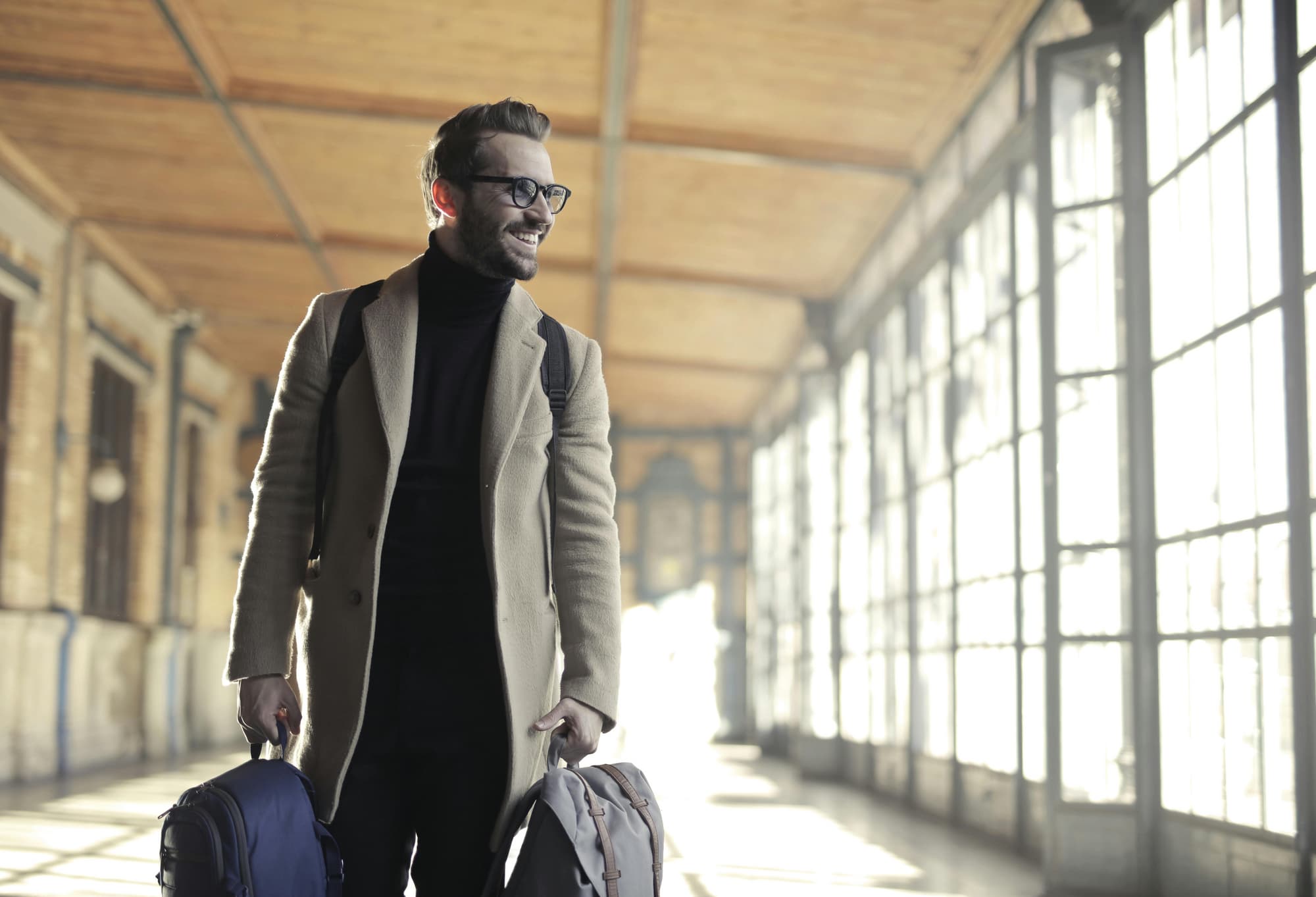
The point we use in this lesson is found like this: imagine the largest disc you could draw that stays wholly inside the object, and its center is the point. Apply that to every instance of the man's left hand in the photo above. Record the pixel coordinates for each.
(585, 725)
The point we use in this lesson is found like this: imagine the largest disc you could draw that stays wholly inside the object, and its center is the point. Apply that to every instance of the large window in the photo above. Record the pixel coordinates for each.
(819, 553)
(1092, 432)
(107, 551)
(984, 453)
(926, 424)
(1032, 546)
(763, 620)
(1219, 404)
(889, 661)
(6, 374)
(788, 703)
(856, 507)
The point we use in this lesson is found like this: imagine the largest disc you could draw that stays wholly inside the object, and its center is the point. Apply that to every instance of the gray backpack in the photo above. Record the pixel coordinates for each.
(594, 832)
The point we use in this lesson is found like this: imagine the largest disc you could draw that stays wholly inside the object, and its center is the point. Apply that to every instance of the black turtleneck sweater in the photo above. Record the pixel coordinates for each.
(435, 627)
(435, 520)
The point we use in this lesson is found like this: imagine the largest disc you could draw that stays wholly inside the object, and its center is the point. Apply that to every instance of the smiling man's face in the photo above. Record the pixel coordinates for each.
(499, 238)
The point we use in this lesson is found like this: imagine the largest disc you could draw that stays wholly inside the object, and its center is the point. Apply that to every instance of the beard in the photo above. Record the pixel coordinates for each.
(485, 241)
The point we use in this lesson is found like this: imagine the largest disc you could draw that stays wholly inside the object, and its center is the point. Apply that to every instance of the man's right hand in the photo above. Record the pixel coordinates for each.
(263, 702)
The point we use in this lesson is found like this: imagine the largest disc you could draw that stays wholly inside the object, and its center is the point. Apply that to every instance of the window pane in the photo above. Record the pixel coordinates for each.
(786, 690)
(1026, 232)
(1206, 727)
(1088, 276)
(1277, 728)
(1306, 25)
(822, 721)
(896, 551)
(932, 733)
(1097, 737)
(1085, 104)
(985, 613)
(1307, 122)
(1264, 203)
(1205, 584)
(1268, 397)
(1030, 366)
(1035, 715)
(1032, 548)
(880, 723)
(985, 708)
(934, 540)
(1035, 609)
(889, 432)
(1184, 395)
(1190, 82)
(1225, 57)
(855, 699)
(926, 428)
(985, 516)
(1089, 455)
(930, 324)
(901, 674)
(1228, 226)
(855, 566)
(1273, 575)
(1172, 586)
(1092, 594)
(1176, 736)
(1243, 736)
(1259, 46)
(1239, 575)
(1163, 150)
(1238, 490)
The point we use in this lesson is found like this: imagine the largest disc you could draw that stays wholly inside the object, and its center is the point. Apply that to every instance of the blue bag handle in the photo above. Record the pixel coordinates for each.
(284, 744)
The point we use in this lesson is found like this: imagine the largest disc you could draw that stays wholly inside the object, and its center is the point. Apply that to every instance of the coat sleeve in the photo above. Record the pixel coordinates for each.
(588, 562)
(282, 519)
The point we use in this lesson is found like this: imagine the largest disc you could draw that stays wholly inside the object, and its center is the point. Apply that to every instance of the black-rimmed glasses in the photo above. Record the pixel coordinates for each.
(527, 190)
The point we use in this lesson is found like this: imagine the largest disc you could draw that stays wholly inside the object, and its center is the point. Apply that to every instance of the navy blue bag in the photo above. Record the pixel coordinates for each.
(251, 832)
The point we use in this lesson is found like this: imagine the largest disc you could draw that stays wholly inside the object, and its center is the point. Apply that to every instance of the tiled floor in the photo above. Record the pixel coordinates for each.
(738, 827)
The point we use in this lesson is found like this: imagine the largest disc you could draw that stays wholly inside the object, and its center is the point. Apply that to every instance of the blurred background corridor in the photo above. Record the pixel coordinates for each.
(961, 383)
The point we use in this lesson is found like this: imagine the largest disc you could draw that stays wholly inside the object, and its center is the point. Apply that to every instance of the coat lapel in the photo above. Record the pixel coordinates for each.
(514, 372)
(390, 329)
(390, 325)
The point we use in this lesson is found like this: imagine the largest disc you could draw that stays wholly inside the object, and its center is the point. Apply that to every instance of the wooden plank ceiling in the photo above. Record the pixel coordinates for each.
(251, 154)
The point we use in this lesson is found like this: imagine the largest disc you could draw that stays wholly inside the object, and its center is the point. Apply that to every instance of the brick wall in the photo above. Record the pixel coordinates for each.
(118, 674)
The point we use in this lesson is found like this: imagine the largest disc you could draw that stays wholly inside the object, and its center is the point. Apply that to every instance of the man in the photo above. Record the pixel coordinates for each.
(424, 640)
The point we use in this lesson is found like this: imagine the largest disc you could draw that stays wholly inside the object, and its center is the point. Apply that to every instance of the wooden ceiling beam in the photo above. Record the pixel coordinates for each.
(190, 41)
(618, 79)
(696, 367)
(749, 151)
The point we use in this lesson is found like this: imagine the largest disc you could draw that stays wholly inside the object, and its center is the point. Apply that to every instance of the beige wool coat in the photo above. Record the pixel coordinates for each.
(316, 621)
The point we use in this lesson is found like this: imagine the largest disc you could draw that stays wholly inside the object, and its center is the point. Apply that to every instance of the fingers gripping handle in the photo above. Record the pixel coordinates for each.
(284, 744)
(556, 745)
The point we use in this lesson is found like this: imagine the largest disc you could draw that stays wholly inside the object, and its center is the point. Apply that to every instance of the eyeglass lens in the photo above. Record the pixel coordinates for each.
(524, 192)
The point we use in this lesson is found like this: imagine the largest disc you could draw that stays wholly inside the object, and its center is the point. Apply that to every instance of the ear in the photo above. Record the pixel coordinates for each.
(445, 197)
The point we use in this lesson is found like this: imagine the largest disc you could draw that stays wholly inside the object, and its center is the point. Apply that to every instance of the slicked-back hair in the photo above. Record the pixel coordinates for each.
(457, 150)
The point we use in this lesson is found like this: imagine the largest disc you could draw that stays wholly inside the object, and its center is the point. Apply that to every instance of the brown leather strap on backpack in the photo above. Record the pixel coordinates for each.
(610, 859)
(643, 807)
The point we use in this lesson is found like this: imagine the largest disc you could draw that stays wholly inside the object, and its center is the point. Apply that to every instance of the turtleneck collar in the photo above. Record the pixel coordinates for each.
(455, 294)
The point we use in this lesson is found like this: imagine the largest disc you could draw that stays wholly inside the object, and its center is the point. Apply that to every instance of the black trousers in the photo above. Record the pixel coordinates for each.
(430, 770)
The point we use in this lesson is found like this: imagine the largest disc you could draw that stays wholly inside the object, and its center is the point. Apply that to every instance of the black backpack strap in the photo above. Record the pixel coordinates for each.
(348, 345)
(553, 374)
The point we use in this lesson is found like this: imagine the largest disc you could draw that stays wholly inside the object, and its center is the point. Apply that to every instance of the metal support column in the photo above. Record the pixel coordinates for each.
(1143, 540)
(1296, 403)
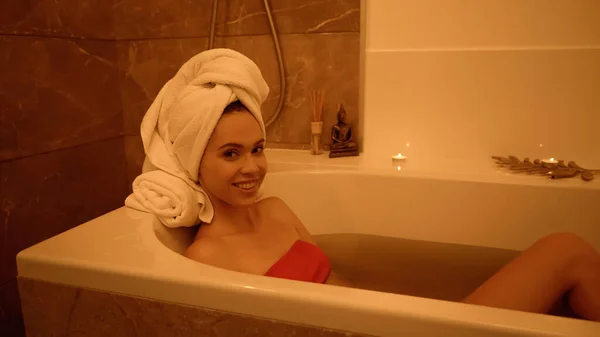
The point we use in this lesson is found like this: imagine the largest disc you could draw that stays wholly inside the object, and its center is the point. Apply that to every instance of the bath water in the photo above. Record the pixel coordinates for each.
(417, 268)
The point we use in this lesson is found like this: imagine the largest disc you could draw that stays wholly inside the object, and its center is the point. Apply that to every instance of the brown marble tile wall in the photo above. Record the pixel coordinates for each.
(319, 41)
(58, 310)
(47, 194)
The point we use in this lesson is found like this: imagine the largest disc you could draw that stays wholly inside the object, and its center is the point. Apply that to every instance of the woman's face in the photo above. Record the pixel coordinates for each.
(233, 165)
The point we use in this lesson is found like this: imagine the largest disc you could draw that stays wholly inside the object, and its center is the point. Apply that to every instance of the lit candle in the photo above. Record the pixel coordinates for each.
(550, 161)
(399, 156)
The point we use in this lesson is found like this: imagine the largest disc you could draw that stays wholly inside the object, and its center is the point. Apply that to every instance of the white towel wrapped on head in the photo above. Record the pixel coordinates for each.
(169, 198)
(178, 126)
====================
WHAT IS BEING ASKED: Omit the pictures and restate the rest of the records verbatim.

OUTPUT BELOW:
The point we use in this lesson is found like this: imagine the largest disc you could draw that stays wholly inside the object, and its center is the point. Apply that to every instance of the man's left hand in the photo above. Record the pixel coordinates for each.
(585, 725)
The point we use in this lesson is found like this: imagine the largest disc you could draw that stays wholly inside the object, and its center is the point. Apply that to every instance of the large window in the photo above. Record the pixel coordinates for each.
(819, 553)
(1092, 432)
(107, 551)
(984, 453)
(926, 424)
(1032, 546)
(763, 620)
(1219, 404)
(889, 661)
(6, 374)
(788, 703)
(856, 507)
The point we use in this lesson is found like this: imagine the largest disc you could draw that stays wholly inside the object, and its center is the point. Apply that to every instance of the gray backpack in the photo above. Record the pixel coordinates for each.
(594, 832)
The point we use in this lesson is found like this: imagine the largest disc you could draw that stays wholly inside the object, and its center is the point. Apply that to every instance of the black turtleneck sweater in the photo above. Record the pixel coordinates for each.
(435, 627)
(435, 520)
The point we use in this lesson is found like this: imagine the largest disc you could draw that stays wholly inside the object, and its center is the point. Apply that to every instance of the smiling man's face in the photo above. Record the pixel coordinates for each.
(499, 238)
The point we use in this lesson is found like this: imagine the largest disc you could draw that stays wholly inside the object, and its center is the point. Apply that to every instance of the beard in the photo above. Record the pixel coordinates for each.
(485, 241)
The point we use in this lesson is found like this: imagine the largest disc you could draw that stays wholly inside the object, and its center is the point. Apply that to every instance of the man's right hand in the photo above. Record the pixel coordinates for each.
(263, 702)
The point we use in this lesson is found like this: imagine the largest disc you could draw that stays wholly inside the object, and its center is the point. Apply that to every instance of the window pane in the photo above. Record the pixel coordinates for each.
(786, 690)
(1026, 232)
(1206, 727)
(1088, 276)
(1277, 728)
(1306, 25)
(822, 721)
(896, 551)
(932, 733)
(1097, 737)
(1085, 104)
(985, 613)
(1307, 122)
(1264, 203)
(1205, 584)
(1268, 397)
(1030, 366)
(1035, 715)
(1032, 548)
(880, 723)
(985, 708)
(934, 540)
(1035, 609)
(889, 432)
(1184, 395)
(1190, 82)
(1225, 57)
(855, 699)
(926, 428)
(985, 516)
(1089, 455)
(930, 324)
(901, 674)
(1228, 226)
(855, 566)
(1273, 575)
(1172, 586)
(1092, 594)
(1176, 736)
(1243, 736)
(1259, 46)
(1239, 575)
(1163, 150)
(1238, 490)
The point we use in this lesson is found like this: imagine the largest disc you could draw that stays wholly inside the object, and its center is the point. Apply that to every instance of the blue bag handle in the photo above. Record the pixel coordinates for each.
(284, 744)
The point we use in this lesson is found like this: imagine the largest disc you could draw that stays wholly inside the object, and its center is the point. Apply that to every instance of the coat sleeve in the photo above. Record the pixel coordinates for each.
(588, 562)
(282, 519)
The point we use in this lesson is found like this: imagine the largest disc you could draw that stays wholly inside the object, and its center is the point. Apply that to every instance of the black-rimmed glasses in the photo above. Record the pixel coordinates for each.
(527, 190)
The point we use in this lesson is found like this: imagine the largest disc you could draw that stays wholly inside the object, and its center is the point. Apply that to every instance of the navy blue bag in the photo above. Record the pixel coordinates for each.
(251, 832)
The point we use in this lesson is found like this: imagine the largest disc you could draw that stays wholly inside the object, and its center is the point. Apply that to every instance of the tiled floor in the photo above. Record the pixel coordinates for each.
(738, 827)
The point we use in this lesson is found like this: imagine the largest disc you could draw that stays wholly inside the object, and its center is the point. Apply that to every instance of the blurred background corridor in the photo above. Record the pixel coordinates for each.
(961, 383)
The point we use in this lesson is found like this: imagine the largest disc you could draw that stays wholly inside the object, and its center is the point. Apply that to every instance of the coat lapel in the photo above. Record the pixel coordinates for each.
(514, 372)
(390, 329)
(390, 325)
The point we use in this lesson is found like this: imagine the largest disc you could draw that stays wholly inside the object, and its center is the point. Apply that to every instance of the wooden plank ceiling in the photo above. Record the pixel coordinates for each.
(251, 154)
The point we use in this lesson is found like this: imagine the largest disc you could draw that stays wholly inside the object, and its center is the point. Apply that to every instance of the brick wall in the photo above. Record the pixel coordinates for each.
(118, 674)
The point we use in this lesson is found like this: imagine the largest disc you could draw that stays wholly inside the object, and its center is the point. Apply that to every instance of the man in the photo above. Record the pixel coordinates for each.
(424, 640)
The point we use in this lesson is found like this: imagine the largest disc you could draw that stays wholly inside the object, and its center is the point. Apply that to every instance of the wooden ceiling beam in the photo above. Record the pixel coordinates for each.
(190, 41)
(618, 79)
(696, 367)
(749, 151)
The point we use in this lesson is found like this: imagine the largest disc you could draw that stays wholly inside the object, and its center is the point. Apply that to every instance of the beige wool coat in the photo above. Record the pixel coordinates for each.
(316, 621)
The point we use in this lesson is found like this: imagine the largest disc you could draw that stays wholly inside the object, and its center is the point. Apply that to every instance of the fingers gripping handle in the photo above. Record the pixel coordinates for each.
(284, 744)
(556, 745)
The point we use in this lesson is found like this: imagine the largest disc you could draw that stays wholly inside the object, and its center is the point. Apply that to every instance of the eyeglass lens in the photo above. Record the pixel coordinates for each.
(524, 192)
The point we use in this lesson is found like this: imagine the largest disc you could draw that stays wholly inside the object, and its center is the point. Apply that to every instance of the ear in the photo above. Record the pixel coordinates for each.
(445, 197)
The point we use in this lesson is found like this: imagine the largest disc you could draw that stays wholly inside the object, and its center is the point. Apply that to every instance of the slicked-back hair in the photo above. Record the pixel coordinates for each.
(457, 150)
The point we use in this lesson is found like this: imagine the largest disc you could draw that stays wholly inside the object, and its center is the point. Apply that to every instance of the brown leather strap on backpack in the photo above. Record the pixel coordinates for each.
(610, 859)
(643, 807)
The point we use in this lesson is found like this: imagine the largest disc you could draw that stays wholly inside the object, and its center is the point. Apply that to every instance of the turtleneck collar in the photo above. Record the pixel coordinates for each.
(455, 294)
The point we use in this lesson is found like this: imagine the largest disc you could draw that stays wholly inside the object, and its center is the point. Apply that to every instance of the black trousers in the photo above. Record the pixel coordinates for each.
(430, 770)
The point we use in this lesson is found like this: imagine the largest disc you could draw that stays wholly inside the object, and its center is the point. Apply that to every instance of the black backpack strap in the photo above. Record the pixel coordinates for each.
(348, 345)
(553, 374)
The point we use in this lesson is found like this: imagine the largest disc you could draw that stays wholly inside the object, and its center is the point. Apply that to every instance of the metal support column in the photo above. Record the pixel coordinates for each.
(1143, 540)
(1296, 403)
The point we use in this lesson is found like this: imagine the largest disc you could draw that stays wholly inside the object, and its center is the point. Apply that to every instance of the bath water in the photo above. Record the pixel coordinates for each.
(417, 268)
The point we use in this lesson is found like this: imagine the largest disc you could draw that stays wholly inside the object, and its center is the point. Apply that to every instance of the brown marble tile wall in the photo above. Record the pixel coordinates for each.
(319, 41)
(58, 310)
(47, 194)
The point we use in this lesson is found like this: imagine the largest disc you could draw that stays wholly inside the object, and its center is the point. Apply that to every instance of the woman's face in the photo above. Record the pixel coordinates for each.
(233, 165)
The point we use in this lesson is found like this: imagine the largest disc you could draw that stays wholly inside the object, and its center is the point. Apply that to every instance of the lit candle in the photo above. Record the pixel coordinates for each.
(550, 161)
(399, 156)
The point we use in this lesson is found like this: imagine the largest disc you could draw that stays wholly inside the object, and its center is the point. Apply that to every instance of the white towel wrapped on head in the photo above. Record the pixel coordinates for each.
(169, 198)
(178, 126)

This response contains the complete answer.